This past week held some of the unexpected for us. Our Amy came home for spring break, went to her doctor for her yearly checkup, and ended up with a surgery and one less ovary. There was the doctor telling us that there was a fifty percent chance that the tumor she had just removed from our beloved daughter could be malignant, and that she had never seen anything like it before. Fifty-fifty had an altogether different sound to me, than it did a couple of years ago...what did it mean…half a chance for life…or half a chance for death…What (who) decides which way it goes? I’ve already learned that the most sincere prayers of the faithful don’t always turn back the course of a catastrophe about to happen; and that the life you get is not always the life you had planned. It seems arbitrary…a “shoot of the dice”, so to speak. There was one thing that came to me almost immediately, however…whatever comes this way, I can trust God with it. No matter the pain, the suffering, the loss….no matter if I soar high with eagles, or walk through the valley of the shadow of death, I can trust God in it all.

Task set:
[A] Answer these questions about the passage on Amy's surgery:
(i) What brought Amy home?
(ii) What chance did the doctor give that the tumor could be malignant?
(iii) Whom does the writer say can be trusted with whatever comes?
[B] Write the next few sentences of the reflection on Amy's surgery, starting after its final sentence.
The material after this text comes from a separate source.

Given entries:

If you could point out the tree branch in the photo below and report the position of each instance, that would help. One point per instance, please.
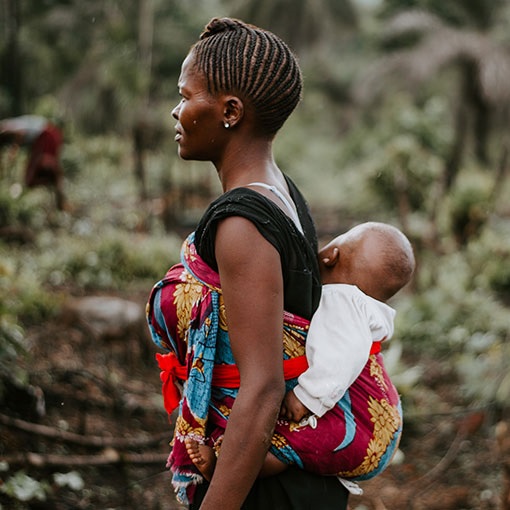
(71, 437)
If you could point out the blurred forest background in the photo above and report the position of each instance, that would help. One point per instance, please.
(405, 119)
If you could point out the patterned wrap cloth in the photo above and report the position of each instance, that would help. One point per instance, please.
(355, 440)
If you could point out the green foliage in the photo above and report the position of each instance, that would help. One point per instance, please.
(112, 260)
(22, 487)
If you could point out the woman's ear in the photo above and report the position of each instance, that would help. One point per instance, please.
(331, 256)
(233, 110)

Activity answers:
[A]
(i) Spring break.
(ii) Fifty percent.
(iii) God.

[B]
As Psalm 91:1-2 proclaims:

“Those who live in the shelter of the Most High
will find rest in the shadow of the Almighty.
This I declare about the Lord:
He alone is my refuge, my place of safety;
he is my God, and I trust him.”


Our fifty percent outcome, this time, was on the side that we desired so fervently, but it reminded me, once again, I can trust him…one hundred percent of the time…through the good, and through the bad…I can trust him.